AIM: List every row that contains the word "vase", copying each one in full.

SUPPLIED DATA:
** Begin **
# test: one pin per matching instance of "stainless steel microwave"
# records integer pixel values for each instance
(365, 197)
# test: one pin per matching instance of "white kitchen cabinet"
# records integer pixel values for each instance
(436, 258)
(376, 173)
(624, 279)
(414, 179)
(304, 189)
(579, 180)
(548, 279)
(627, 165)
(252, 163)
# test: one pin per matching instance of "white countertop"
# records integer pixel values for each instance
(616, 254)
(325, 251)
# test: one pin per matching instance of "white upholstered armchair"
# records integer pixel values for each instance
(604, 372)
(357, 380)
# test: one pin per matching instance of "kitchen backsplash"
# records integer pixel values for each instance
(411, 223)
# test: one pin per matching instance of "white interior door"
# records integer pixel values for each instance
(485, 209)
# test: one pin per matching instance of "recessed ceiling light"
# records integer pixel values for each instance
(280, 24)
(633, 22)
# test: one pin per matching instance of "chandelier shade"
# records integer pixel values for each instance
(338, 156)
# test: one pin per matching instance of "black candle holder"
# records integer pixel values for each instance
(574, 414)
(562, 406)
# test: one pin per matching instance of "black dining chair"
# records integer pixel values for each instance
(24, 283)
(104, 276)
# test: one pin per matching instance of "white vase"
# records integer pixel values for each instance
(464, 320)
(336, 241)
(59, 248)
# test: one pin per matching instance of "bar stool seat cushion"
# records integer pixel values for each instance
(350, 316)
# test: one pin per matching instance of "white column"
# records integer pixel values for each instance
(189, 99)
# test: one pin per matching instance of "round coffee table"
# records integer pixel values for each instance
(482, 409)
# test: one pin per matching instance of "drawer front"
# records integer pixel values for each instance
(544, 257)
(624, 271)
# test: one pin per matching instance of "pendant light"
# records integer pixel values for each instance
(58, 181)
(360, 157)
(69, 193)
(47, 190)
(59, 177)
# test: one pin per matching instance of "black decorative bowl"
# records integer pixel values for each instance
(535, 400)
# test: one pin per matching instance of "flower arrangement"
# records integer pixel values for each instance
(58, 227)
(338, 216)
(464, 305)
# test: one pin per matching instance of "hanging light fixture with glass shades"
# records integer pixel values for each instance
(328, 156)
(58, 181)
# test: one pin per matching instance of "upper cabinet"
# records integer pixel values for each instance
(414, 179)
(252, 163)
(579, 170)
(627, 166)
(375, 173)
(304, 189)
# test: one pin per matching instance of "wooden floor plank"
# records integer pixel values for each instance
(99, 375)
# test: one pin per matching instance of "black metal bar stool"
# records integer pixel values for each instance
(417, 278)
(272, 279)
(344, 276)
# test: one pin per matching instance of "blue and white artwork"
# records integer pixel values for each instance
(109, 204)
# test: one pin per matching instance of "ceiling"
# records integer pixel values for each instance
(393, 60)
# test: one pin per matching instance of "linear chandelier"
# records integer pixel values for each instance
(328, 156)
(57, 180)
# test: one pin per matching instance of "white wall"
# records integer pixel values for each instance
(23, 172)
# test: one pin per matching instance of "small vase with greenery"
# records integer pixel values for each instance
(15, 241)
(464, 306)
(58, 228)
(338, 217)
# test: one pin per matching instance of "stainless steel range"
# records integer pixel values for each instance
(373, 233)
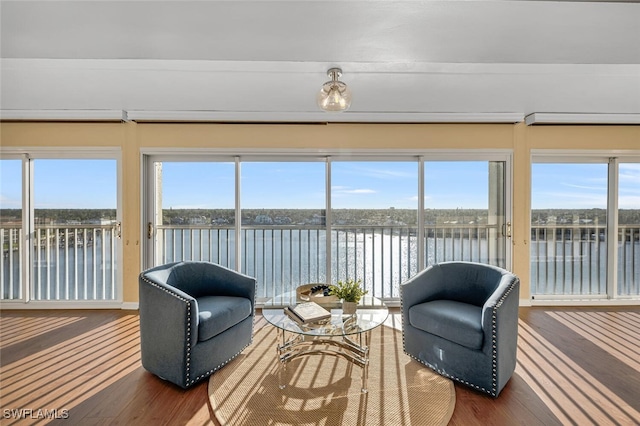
** End **
EXERCISE SOLUTION:
# test: one pin per matching instance of "white vase"
# test: one pin per matching instance of "small vase with greenery"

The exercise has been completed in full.